→ Directions:
How many lines in the entries below contain the string "necktie"? Reply with only the number.

Begin The records

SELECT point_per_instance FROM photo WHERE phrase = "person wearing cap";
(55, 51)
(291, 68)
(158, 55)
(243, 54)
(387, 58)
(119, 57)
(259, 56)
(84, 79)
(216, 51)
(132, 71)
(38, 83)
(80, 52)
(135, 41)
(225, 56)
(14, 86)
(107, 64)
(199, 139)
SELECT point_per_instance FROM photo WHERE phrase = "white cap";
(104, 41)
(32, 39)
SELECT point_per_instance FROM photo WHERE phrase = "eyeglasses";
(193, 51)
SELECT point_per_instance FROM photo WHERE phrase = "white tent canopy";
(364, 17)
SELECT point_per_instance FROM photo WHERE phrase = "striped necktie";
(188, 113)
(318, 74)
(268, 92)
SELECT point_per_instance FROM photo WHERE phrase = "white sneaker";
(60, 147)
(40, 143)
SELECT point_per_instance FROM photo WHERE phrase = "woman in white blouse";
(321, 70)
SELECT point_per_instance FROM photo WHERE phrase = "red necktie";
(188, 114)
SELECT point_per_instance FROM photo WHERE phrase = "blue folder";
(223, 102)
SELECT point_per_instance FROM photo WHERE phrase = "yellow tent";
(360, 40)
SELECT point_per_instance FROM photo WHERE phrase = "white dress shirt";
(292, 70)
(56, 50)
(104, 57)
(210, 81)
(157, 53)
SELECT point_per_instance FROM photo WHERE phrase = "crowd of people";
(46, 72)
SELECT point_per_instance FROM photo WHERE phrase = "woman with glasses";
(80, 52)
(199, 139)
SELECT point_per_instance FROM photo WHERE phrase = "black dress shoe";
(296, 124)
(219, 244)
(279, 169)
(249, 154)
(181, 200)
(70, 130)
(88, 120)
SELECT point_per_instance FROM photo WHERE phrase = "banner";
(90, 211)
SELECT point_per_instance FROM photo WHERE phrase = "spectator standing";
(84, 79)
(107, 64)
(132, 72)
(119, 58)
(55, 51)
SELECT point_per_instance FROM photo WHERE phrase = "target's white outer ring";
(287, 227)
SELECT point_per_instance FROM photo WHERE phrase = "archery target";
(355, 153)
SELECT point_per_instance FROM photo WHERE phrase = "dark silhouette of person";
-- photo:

End The records

→ Solution:
2